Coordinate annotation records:
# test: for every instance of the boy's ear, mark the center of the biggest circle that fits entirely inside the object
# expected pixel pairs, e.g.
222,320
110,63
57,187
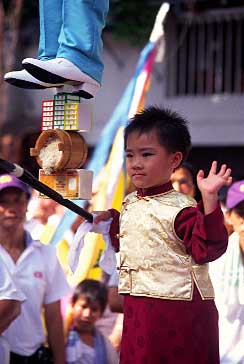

PROBLEM STATEMENT:
Rewrite the material with "biggest" swapped for "largest" wherever it occurs, keeping everything else the same. Omit the pictures from your answer.

RESULT BELOW:
# test: for every instance of the boy's ear, mark the center of the largest circle that fits entirely inside the object
# expected pixel pairs, e.g.
222,320
110,63
57,187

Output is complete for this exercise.